--- START ---

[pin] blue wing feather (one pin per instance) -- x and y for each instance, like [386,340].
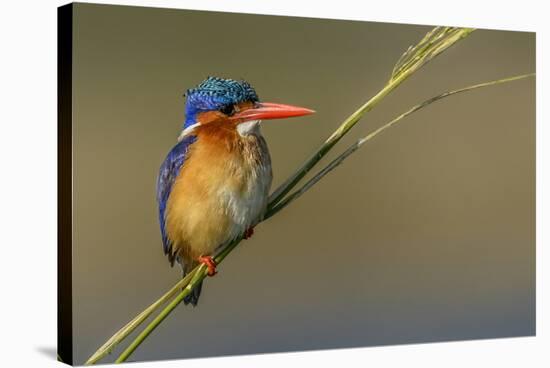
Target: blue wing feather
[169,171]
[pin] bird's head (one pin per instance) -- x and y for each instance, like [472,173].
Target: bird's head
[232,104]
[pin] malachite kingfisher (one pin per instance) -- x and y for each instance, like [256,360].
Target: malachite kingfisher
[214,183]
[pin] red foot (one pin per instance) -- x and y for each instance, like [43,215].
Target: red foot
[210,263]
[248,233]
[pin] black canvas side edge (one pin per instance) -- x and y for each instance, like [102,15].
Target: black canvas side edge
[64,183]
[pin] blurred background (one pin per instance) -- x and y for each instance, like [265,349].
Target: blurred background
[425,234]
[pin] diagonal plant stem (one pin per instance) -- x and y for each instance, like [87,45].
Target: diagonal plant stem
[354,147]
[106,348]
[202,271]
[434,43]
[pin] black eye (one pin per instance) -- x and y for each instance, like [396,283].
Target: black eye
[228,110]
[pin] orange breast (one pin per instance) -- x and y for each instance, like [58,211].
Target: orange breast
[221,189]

--- END ---
--- START ---

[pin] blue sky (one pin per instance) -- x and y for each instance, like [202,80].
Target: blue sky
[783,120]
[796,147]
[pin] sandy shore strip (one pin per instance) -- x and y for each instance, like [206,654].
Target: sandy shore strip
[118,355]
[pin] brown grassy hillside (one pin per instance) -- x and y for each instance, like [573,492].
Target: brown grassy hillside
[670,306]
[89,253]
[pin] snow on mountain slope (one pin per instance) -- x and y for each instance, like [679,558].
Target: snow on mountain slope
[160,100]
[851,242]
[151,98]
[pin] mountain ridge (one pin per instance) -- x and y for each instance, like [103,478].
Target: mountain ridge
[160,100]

--- END ---

**WHAT YOU WILL DO**
Count the lines above that contain the word "head" and reply with only that number.

**RESULT**
2